-- REQUIREMENT --
Everything in the entries except the pictures must be repeated exactly.
§ §
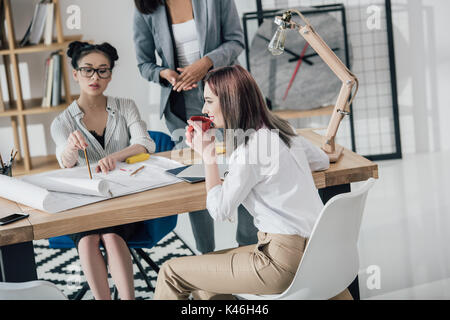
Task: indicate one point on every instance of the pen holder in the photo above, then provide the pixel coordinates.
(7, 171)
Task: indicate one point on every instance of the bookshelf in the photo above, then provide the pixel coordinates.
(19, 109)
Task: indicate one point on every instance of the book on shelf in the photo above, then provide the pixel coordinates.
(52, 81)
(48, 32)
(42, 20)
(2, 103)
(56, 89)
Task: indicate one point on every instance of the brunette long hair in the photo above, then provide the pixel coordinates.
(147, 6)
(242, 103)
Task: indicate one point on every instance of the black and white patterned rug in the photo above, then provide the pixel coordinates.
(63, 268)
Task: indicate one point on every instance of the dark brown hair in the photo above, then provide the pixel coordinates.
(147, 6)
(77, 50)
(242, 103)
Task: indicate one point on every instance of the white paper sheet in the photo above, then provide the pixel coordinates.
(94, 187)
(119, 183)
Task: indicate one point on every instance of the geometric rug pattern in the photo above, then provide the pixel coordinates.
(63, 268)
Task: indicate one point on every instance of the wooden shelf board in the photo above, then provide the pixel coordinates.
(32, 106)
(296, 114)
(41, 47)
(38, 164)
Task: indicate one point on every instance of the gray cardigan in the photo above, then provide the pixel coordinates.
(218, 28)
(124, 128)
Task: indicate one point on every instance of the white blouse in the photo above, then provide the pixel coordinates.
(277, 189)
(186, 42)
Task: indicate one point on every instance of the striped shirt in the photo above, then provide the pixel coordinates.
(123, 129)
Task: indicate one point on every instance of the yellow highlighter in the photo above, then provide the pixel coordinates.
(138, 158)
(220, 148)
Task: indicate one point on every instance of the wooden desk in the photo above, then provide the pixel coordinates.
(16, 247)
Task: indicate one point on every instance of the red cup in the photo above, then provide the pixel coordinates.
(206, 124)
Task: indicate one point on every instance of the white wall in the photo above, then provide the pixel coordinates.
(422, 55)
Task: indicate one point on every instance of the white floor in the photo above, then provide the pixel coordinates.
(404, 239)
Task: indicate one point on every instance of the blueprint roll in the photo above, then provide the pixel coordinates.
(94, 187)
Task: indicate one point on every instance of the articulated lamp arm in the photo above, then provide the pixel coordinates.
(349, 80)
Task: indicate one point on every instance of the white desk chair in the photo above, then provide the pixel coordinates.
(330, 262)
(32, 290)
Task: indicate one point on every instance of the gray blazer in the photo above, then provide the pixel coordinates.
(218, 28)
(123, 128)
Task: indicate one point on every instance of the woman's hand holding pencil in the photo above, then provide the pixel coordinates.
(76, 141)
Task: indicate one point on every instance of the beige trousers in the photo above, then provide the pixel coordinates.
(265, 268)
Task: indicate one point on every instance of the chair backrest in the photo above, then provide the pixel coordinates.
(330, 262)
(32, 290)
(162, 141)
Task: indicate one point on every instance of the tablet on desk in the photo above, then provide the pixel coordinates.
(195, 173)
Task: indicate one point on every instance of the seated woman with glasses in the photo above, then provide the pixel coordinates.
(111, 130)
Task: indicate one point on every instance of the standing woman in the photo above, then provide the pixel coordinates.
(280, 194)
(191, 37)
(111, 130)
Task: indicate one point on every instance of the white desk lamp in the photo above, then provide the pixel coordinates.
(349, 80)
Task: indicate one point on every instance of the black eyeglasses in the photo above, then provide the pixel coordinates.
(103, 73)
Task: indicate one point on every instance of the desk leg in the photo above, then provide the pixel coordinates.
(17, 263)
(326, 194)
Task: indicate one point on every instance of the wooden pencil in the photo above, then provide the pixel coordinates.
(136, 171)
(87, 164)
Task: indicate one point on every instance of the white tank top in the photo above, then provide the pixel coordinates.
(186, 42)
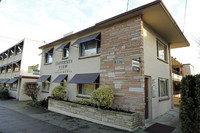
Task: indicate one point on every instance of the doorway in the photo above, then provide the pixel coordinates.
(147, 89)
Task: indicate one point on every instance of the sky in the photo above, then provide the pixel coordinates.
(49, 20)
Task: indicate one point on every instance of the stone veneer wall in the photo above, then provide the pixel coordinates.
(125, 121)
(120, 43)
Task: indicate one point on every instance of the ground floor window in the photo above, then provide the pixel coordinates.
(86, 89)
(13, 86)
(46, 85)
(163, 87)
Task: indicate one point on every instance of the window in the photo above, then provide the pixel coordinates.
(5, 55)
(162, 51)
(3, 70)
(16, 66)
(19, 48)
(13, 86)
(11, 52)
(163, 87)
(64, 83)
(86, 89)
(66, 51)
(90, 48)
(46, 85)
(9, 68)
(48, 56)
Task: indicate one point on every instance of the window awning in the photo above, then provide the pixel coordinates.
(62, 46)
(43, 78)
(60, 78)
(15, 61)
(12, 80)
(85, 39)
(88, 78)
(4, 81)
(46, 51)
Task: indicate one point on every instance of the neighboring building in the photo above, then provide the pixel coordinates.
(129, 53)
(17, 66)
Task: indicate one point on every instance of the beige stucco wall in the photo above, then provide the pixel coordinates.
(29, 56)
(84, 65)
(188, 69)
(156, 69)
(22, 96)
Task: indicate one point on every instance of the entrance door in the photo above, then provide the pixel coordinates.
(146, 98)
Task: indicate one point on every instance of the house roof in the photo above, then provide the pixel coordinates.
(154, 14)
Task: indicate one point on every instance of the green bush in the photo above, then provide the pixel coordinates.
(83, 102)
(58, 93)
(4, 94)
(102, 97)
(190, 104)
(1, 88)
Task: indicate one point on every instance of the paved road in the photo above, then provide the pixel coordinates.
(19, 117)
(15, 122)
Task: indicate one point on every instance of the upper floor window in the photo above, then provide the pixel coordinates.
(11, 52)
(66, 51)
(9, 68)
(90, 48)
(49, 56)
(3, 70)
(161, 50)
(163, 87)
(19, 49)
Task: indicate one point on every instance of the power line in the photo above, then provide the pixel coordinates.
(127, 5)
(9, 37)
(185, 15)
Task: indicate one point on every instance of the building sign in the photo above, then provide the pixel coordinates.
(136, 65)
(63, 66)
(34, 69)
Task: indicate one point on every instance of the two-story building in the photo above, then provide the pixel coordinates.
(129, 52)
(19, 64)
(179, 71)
§ §
-- OUTPUT OF THE EXERCISE --
Task: indicate one point on every instance of the pen holder in the photo above, then provide the pixel coordinates.
(7, 171)
Task: indicate one point on every instance of the bookshelf in the photo above, then provide the pixel coordinates.
(19, 109)
Task: indicate one point on every instance of the book on shelf in the photo above, then provide the pixel coordinates.
(52, 81)
(48, 32)
(42, 20)
(2, 103)
(56, 89)
Task: indicate one point on every instance of the brunette long hair in the photo above, then provide the pixel coordinates.
(147, 6)
(242, 103)
Task: indicate one point on every instance of the black and white patterned rug in the photo above, then provide the pixel coordinates.
(63, 268)
Task: indicate one point on every instance of the dark brown hair in the photo above, then provide the pixel coordinates.
(147, 6)
(77, 50)
(242, 103)
Task: indicate one point on every instance of the white paper sheet in the photo above, then provide the pixel coordinates.
(94, 187)
(119, 183)
Task: indicate one point on every instance of the geometric rug pattern in the photo above, then provide the pixel coordinates.
(63, 268)
Task: indicate one point on every instance of the wooden shelf board in the photo above, then provide the pixel coordinates.
(32, 106)
(296, 114)
(41, 47)
(38, 164)
Task: indicate one point on every instance of the gray cardigan in the photo above, then provide the pixel coordinates.
(218, 28)
(124, 128)
Task: indicate one point on every instance of the white blouse in the photo above, then provide the pixel coordinates.
(277, 189)
(186, 42)
Task: indicate one point on every instance of the striped shirt in the photo above, then provide the pixel coordinates.
(123, 129)
Task: indicate one point on every instance of the yellow highlighter in the photo above, then provide the pixel coordinates.
(138, 158)
(220, 148)
Task: indicate one point on every instance of the wooden desk in the photo above, then provide the pixel coordinates.
(16, 247)
Task: indicate one point on every instance of the red cup in the photo above, then provide the pixel coordinates.
(206, 124)
Task: indicate one point on every instance of the white wall in the photo above, then provide the pixel coordinates.
(422, 55)
Task: indicate one point on every instance of the white floor in the photo above, then provide the pixel coordinates.
(404, 239)
Task: indicate one point on every instance of the blueprint roll in the photo above, then provide the pixel coordinates.
(94, 187)
Task: indicate one point on every instance of the articulated lamp arm in the photo above, then provide the pixel coordinates.
(349, 80)
Task: indicate one point on every instance of the white desk chair in the photo above, then provide the pixel coordinates.
(330, 262)
(32, 290)
Task: indicate one point on every instance of the gray blazer in the photo above, then provide the pixel coordinates.
(218, 28)
(123, 128)
Task: indicate one point on every instance of the woman's hand holding pencil in the photo above, then provide the pixel coordinates.
(76, 141)
Task: indicate one point on every instance of the beige trousers in the photo above, then provide the pixel coordinates.
(265, 268)
Task: indicate one point on every instance of the chair backrest in the photo above, then provide the pixel coordinates.
(330, 262)
(32, 290)
(162, 141)
Task: indicate one point on every instance of the tablet on desk in the photo above, then provide the pixel coordinates.
(195, 173)
Task: indicate one point on every instance of the seated woman with glasses in the photo above, then provide the pixel coordinates.
(111, 130)
Task: indicate one point on every instance of the standing woman in the photo above, then provide the pixel coordinates.
(280, 194)
(191, 37)
(111, 130)
Task: indicate one point on every instance of the white desk lamp in the photo above, then provide the pixel coordinates.
(349, 80)
Task: indicate one point on every instance of the black eyeglasses in the photo above, then provide the pixel coordinates.
(103, 73)
Task: indicate one point on every instance of the desk leg in the photo above, then provide the pixel coordinates.
(17, 263)
(326, 194)
Task: indicate one point on every instance of the wooden pencil in the photo above, then provide the pixel coordinates.
(136, 171)
(87, 164)
Task: indicate one point on every instance of the white tank top in the photo above, then provide the pixel coordinates.
(186, 42)
Task: indicate one point on every instance of the doorway in the photo above, then provide the pixel coordinates.
(147, 89)
Task: indicate one point on every instance of the sky in the photo above, then provide the pixel coordinates.
(49, 20)
Task: indicate one point on every instance of the stone veneer wall in the photo above, then provide the pixel coordinates.
(125, 121)
(120, 43)
Task: indicate one point on every instance of the ground floor window in the photo above, then provide the pixel coordinates.
(86, 89)
(13, 86)
(46, 85)
(163, 87)
Task: indicate one point on every instance of the window in the photo above, then provide the pixel coordinates.
(5, 55)
(162, 51)
(3, 70)
(16, 66)
(19, 48)
(13, 86)
(11, 52)
(163, 87)
(64, 83)
(86, 89)
(66, 51)
(90, 48)
(46, 85)
(9, 68)
(48, 56)
Task: indicate one point on every instance of the window awning in the photo above, then provide the pixel coordinates.
(62, 46)
(43, 78)
(60, 78)
(15, 61)
(12, 80)
(85, 39)
(88, 78)
(4, 81)
(46, 51)
Task: indicate one point on every instance of the neighboring building in the photo above, then provide the pixel coordinates.
(129, 53)
(17, 66)
Task: indicate one point on every instance of the beige stucco wall in the photo above, then provide the pixel coordinates.
(29, 56)
(84, 65)
(188, 69)
(156, 69)
(22, 96)
Task: indicate one point on every instance of the entrance door in the photo above, then provide the pixel coordinates.
(146, 98)
Task: indicate one point on every instance of the house roof in the photo above, then provide the pixel coordinates.
(154, 14)
Task: indicate one point on every instance of the green bush in the photo above, then provide the pixel coordinates.
(83, 102)
(58, 93)
(4, 94)
(102, 97)
(190, 104)
(1, 88)
Task: indicate one point on every instance of the paved road in the photo above, then provide the pixel coordinates.
(19, 117)
(15, 122)
Task: indicate one point on every instance of the upper floor window in the photo above, then provide the pixel coordinates.
(11, 52)
(66, 51)
(9, 68)
(90, 48)
(49, 56)
(3, 70)
(161, 50)
(163, 87)
(19, 49)
Task: indicate one point on every instance of the power line in the photo above, then provide the pixel coordinates.
(127, 5)
(9, 37)
(185, 15)
Task: indicate one point on every instance of the building sign in the photo above, then provide the pixel coordinates.
(136, 65)
(63, 66)
(34, 69)
Task: indicate one point on every instance of the two-story building in the photo above, then provide the pixel coordinates.
(129, 52)
(19, 64)
(179, 71)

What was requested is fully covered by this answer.